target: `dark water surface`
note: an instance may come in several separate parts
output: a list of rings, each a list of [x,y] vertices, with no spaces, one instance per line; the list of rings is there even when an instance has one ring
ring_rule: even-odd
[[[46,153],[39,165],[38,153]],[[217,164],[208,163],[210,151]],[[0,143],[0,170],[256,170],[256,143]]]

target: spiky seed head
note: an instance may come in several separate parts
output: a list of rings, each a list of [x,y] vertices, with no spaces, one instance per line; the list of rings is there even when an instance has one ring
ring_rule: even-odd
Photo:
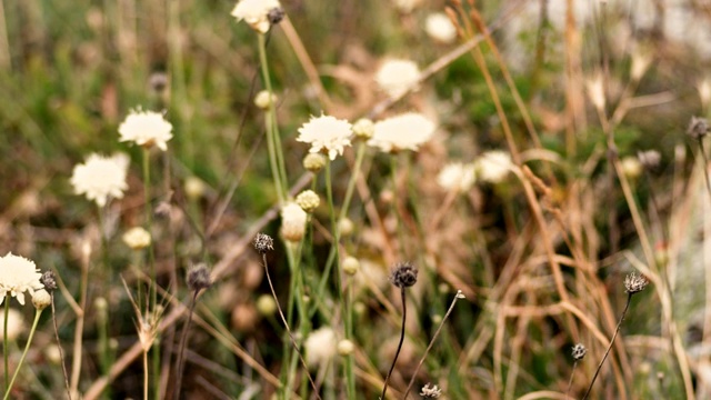
[[[266,233],[257,233],[254,237],[254,249],[259,251],[260,254],[266,254],[274,250],[274,239]]]
[[[630,293],[639,293],[647,288],[649,281],[637,272],[632,272],[624,278],[624,290]]]
[[[409,288],[418,281],[418,269],[408,261],[400,262],[390,273],[390,281],[398,288]]]
[[[575,361],[580,361],[588,353],[588,349],[582,343],[577,343],[573,346],[572,354]]]
[[[212,279],[208,266],[201,262],[190,267],[188,270],[188,288],[190,290],[199,291],[208,289],[210,286],[212,286]]]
▬▬▬▬▬▬
Copy every item above word for word, but leave out the pictures.

target: `dark water surface`
note: an instance may come in several separate parts
output: a list of rings, each a list of [x,y] vertices, with no spaces, one instance per line; the list of rings is there even when an instance has one ring
ring_rule: even-odd
[[[46,153],[39,165],[38,153]],[[217,164],[208,163],[210,151]],[[0,143],[0,170],[256,170],[256,143]]]

target: spiky seed head
note: an instance may come in several separate parts
output: a list of rings, each a list of [x,y] vertices, with no spaces, one instance per line; the list of rings is there even when an instance has one ring
ring_rule: even-odd
Photo:
[[[266,233],[257,233],[254,237],[254,249],[259,251],[260,254],[266,254],[274,250],[274,239]]]
[[[630,293],[639,293],[647,288],[649,281],[637,272],[632,272],[624,278],[624,290]]]
[[[409,288],[418,281],[418,269],[408,261],[400,262],[390,273],[390,281],[398,288]]]
[[[575,361],[580,361],[588,353],[588,349],[582,343],[577,343],[573,346],[572,354]]]
[[[212,279],[208,266],[201,262],[190,267],[188,270],[188,288],[190,290],[199,291],[208,289],[210,286],[212,286]]]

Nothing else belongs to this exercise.